*** Source document ***

Published by Unseen Progress, an independent publisher of caregiver research. Last reviewed 2026-05-10. Part of the stroke caregiver research overview.
Short answer. Return to driving after stroke is not a question of how many months have passed — it is a question of which deficits remain, whether they affect operator skills, and whether a formal driving evaluation supports resumption. The AHA/ASA stroke rehabilitation guidelines (Winstein et al., 2016) recommend that survivors not resume driving until a structured assessment is completed, and the American Academy of Neurology practice parameter on driving (Iverson et al., 2010, in dementia and applied analogously) and the work of Marshall, Devos, and Akinwuntan all converge on the same conclusion: clinician judgment alone and survivor self-report are both unreliable, while comprehensive driving evaluation including on-road testing is the most accurate predictor of fitness to drive.
Driving is a complex cognitive-motor task that requires intact visual fields, attention (including divided attention), spatial perception, executive function, reaction time, and motor control. Stroke can disrupt any of these in isolation or combination, often in ways the survivor does not detect.
Marshall and colleagues' systematic review (Marshall et al., 2007) found that roughly 30–35% of stroke survivors who underwent formal driving evaluation failed the on-road component — a rate that is substantially higher than self-reported confidence would suggest. The implication is that survivors who feel ready to drive are often not.
Devos et al. (2011) conducted a meta-analysis of predictors of fitness to drive after stroke and identified the Stroke Drivers Screening Assessment, Trail Making Test B, and clinical visual field testing as the strongest predictors short of on-road testing. Akinwuntan and colleagues (Akinwuntan et al., 2005) showed that a structured simulator-based training program improved on-road test pass rates, supporting the view that driving is a trainable skill post-stroke, not just a binary capacity.
The 2016 AHA/ASA guidelines (Winstein et al., 2016) recommend:
Two patterns appear repeatedly in the research:
1. Anosognosia. Right-hemisphere stroke in particular is associated with unawareness of deficit. Survivors with hemispatial neglect frequently feel ready to drive, despite a deficit that makes driving acutely dangerous. 2. Pre-stroke driving identity. Driving is a deeply embedded identity component for many adults, particularly older adults who associate it with independence. The motivation to drive is high; the threshold for self-doubt is low.
This combination means family members typically perceive driving readiness more accurately than the survivor does — but family members also under-detect specific deficits like divided attention failure that only show up under driving load.

*** End of Source document ***

* [What this exercise asks]
(1) Answer the following from the article on returning to driving after stroke, one line each:
(a) According to Marshall et al. (2007), roughly what share of stroke survivors who underwent formal driving evaluation failed the on-road component?
(b) Which three measures did Devos et al. (2011) identify as the strongest predictors of fitness to drive short of on-road testing?
(c) Which type of stroke does the article single out as associated with unawareness of deficit?
(2) List every ability that the article on returning to driving after stroke names as required for driving.
(3) Continue the article on returning to driving after stroke, starting after its final sentence.

*** Data shown ***

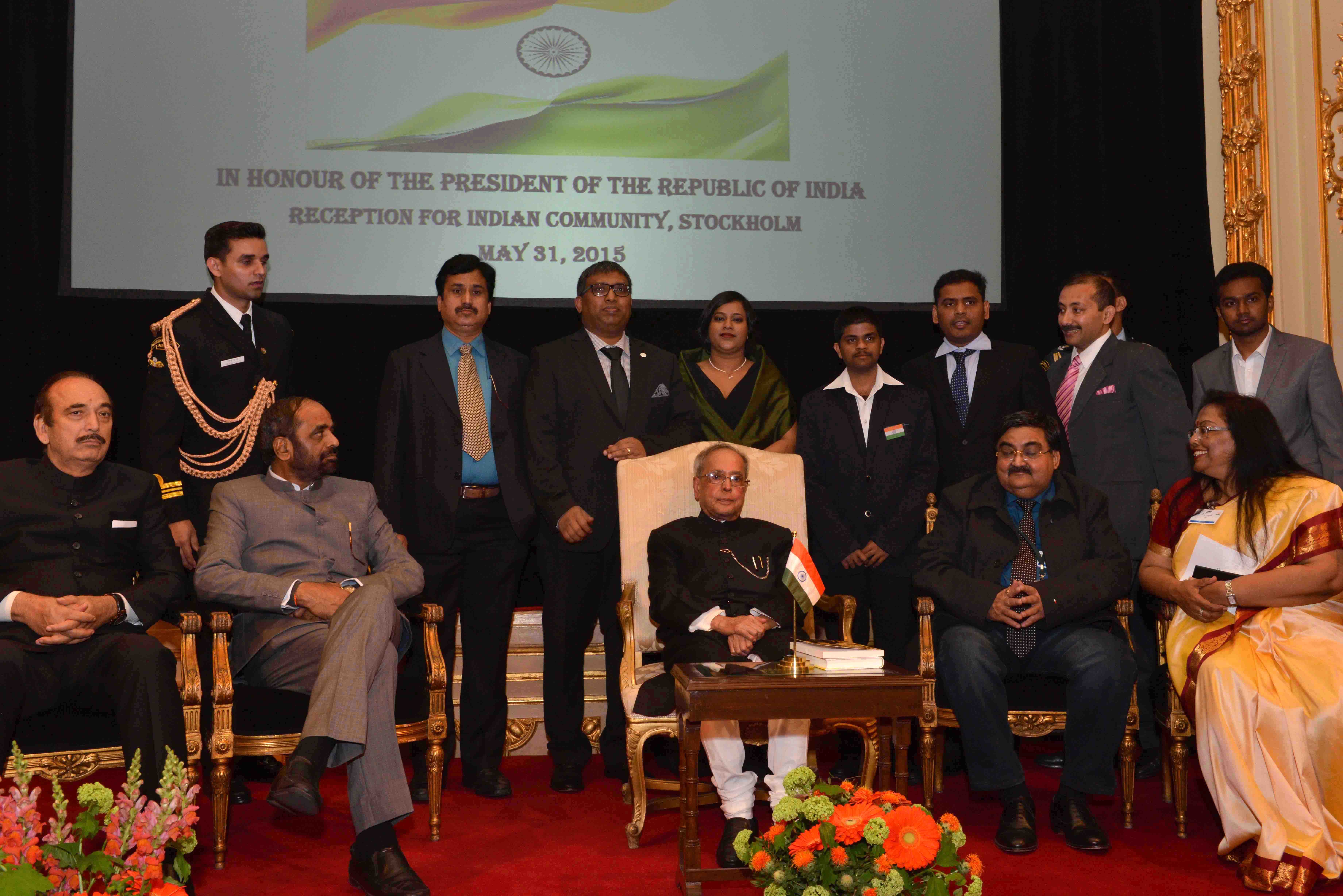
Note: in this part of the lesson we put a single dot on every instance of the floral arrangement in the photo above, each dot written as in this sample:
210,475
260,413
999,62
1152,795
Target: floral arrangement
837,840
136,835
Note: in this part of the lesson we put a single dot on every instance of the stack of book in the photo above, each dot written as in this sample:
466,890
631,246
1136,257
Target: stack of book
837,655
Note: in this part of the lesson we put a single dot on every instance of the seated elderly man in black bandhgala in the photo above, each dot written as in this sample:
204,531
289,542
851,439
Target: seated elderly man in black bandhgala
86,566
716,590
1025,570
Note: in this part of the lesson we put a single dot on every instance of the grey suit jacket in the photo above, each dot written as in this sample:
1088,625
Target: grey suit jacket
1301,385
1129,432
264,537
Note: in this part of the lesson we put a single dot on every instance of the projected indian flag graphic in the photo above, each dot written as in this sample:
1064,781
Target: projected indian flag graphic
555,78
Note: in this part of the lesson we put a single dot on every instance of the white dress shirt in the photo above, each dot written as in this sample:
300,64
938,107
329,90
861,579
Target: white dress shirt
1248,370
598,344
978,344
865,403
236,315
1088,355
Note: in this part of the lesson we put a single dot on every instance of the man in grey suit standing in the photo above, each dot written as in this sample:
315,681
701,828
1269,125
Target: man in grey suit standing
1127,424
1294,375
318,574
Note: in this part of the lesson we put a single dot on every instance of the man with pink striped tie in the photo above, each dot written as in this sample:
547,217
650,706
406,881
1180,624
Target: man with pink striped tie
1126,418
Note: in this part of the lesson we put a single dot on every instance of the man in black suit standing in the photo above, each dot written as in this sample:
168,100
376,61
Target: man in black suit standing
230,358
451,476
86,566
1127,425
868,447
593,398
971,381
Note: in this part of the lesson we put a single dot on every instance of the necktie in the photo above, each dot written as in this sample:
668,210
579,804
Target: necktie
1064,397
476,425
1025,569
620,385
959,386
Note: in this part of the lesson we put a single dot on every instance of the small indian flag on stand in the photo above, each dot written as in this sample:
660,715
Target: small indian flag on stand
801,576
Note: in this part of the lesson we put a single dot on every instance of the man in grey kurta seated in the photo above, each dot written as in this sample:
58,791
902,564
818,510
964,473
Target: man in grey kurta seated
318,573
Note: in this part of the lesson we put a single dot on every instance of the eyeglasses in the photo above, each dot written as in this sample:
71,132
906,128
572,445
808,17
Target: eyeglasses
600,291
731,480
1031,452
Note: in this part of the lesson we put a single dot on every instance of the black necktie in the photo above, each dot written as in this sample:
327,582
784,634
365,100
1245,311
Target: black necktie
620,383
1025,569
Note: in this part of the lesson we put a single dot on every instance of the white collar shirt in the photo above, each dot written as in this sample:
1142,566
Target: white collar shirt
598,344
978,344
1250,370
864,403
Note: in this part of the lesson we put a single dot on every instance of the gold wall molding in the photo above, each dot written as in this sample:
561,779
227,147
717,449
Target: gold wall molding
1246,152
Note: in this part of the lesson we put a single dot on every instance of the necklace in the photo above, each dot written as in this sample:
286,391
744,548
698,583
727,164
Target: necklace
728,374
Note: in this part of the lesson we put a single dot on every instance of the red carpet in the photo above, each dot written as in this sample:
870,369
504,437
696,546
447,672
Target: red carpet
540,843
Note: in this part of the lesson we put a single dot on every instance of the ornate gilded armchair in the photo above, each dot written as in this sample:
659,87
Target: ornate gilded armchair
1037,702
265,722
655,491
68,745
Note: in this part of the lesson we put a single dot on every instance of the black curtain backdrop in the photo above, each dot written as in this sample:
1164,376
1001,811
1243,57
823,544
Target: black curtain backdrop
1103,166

*** End of Data shown ***
*** Data shown ***

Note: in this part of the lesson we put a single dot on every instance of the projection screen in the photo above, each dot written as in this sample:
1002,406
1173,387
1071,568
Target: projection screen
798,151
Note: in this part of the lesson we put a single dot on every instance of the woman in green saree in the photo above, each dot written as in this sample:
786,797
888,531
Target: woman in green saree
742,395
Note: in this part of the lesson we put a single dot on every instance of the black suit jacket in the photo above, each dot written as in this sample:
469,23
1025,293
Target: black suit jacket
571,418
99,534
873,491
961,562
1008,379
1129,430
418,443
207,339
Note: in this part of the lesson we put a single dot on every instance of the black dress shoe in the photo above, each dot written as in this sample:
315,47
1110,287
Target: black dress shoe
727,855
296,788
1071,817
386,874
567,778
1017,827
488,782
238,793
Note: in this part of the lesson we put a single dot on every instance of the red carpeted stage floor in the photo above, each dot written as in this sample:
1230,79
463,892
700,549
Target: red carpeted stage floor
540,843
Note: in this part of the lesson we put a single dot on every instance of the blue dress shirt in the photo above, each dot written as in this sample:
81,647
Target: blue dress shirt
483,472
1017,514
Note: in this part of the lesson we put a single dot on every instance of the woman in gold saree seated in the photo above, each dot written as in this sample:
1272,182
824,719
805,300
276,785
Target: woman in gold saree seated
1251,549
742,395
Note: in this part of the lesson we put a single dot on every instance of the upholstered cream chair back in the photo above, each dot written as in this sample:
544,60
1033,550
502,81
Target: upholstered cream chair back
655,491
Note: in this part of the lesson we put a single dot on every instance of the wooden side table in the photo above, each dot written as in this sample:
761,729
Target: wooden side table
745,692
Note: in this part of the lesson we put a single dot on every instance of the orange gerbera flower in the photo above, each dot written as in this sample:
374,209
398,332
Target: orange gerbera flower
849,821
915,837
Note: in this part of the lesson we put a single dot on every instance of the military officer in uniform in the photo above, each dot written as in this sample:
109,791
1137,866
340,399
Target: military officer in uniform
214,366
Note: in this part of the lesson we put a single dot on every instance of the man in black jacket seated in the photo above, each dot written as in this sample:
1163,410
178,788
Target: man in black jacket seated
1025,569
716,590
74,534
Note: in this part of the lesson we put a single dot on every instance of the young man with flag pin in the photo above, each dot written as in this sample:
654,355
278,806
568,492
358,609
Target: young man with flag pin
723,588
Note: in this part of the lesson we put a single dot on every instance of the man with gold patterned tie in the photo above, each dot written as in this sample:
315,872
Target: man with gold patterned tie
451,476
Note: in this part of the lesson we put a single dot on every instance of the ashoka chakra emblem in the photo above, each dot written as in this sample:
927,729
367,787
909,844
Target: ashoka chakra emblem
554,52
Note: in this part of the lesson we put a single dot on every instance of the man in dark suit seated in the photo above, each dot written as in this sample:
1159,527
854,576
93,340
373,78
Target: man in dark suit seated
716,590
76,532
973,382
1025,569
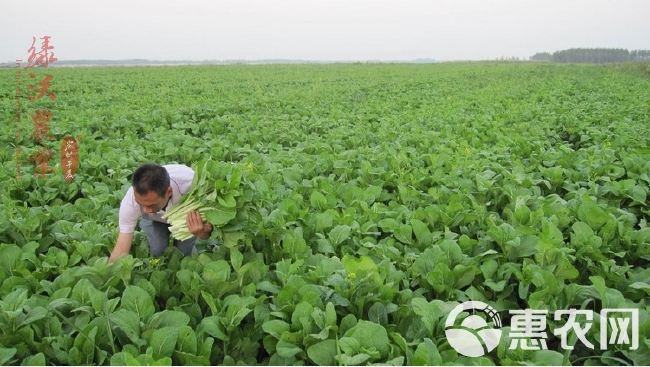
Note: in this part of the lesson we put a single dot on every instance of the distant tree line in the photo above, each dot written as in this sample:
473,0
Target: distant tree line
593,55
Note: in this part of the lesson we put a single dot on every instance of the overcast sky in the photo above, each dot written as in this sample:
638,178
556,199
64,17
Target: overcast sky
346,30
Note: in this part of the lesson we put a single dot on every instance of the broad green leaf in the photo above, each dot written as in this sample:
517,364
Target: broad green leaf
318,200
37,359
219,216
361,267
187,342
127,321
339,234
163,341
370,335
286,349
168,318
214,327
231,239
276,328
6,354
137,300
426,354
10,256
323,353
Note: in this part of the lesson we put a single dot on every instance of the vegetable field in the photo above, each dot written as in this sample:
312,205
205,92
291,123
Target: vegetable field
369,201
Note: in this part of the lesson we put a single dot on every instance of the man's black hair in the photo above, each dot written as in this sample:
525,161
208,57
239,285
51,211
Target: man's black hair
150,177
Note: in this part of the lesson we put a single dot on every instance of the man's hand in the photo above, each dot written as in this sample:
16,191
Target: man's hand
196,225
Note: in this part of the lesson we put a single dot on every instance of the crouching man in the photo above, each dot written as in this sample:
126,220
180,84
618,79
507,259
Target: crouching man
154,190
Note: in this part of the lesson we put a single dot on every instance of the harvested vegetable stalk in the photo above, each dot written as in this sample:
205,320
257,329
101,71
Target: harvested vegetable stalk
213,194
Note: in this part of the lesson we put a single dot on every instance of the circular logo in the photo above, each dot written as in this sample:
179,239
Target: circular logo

*** End of Data shown ***

* [Answers in order]
(1)
(a) Roughly 30–35%.
(b) The Stroke Drivers Screening Assessment, Trail Making Test B, and clinical visual field testing.
(c) Right-hemisphere stroke.

(2)
Intact visual fields
Attention (including divided attention)
Spatial perception
Executive function
Reaction time
Motor control

(3)
A formal evaluation by a Certified Driver Rehabilitation Specialist (occupational therapist with additional certification) typically includes:
1. Clinical assessment — visual acuity, visual fields, neglect screening, cognitive screens (typically including Trail Making Test B and the Stroke Drivers Screening Assessment), motor and reaction time. 2. Simulator or pre-driving evaluation in many programs. 3. On-road testing — the most predictive component, conducted in a dual-control vehicle on increasingly complex routes. 4. Recommendations — clear, jurisdictionally appropriate guidance on resumption, restriction (daytime only, familiar routes, no highway), adaptive equipment, or non-resumption.
The cost is often not covered by insurance and ranges from a few hundred to over a thousand dollars in many jurisdictions. The research view, and the AHA/ASA view, is that this is the appropriate point of entry to a decision with life-and-death consequences for the survivor and other road users.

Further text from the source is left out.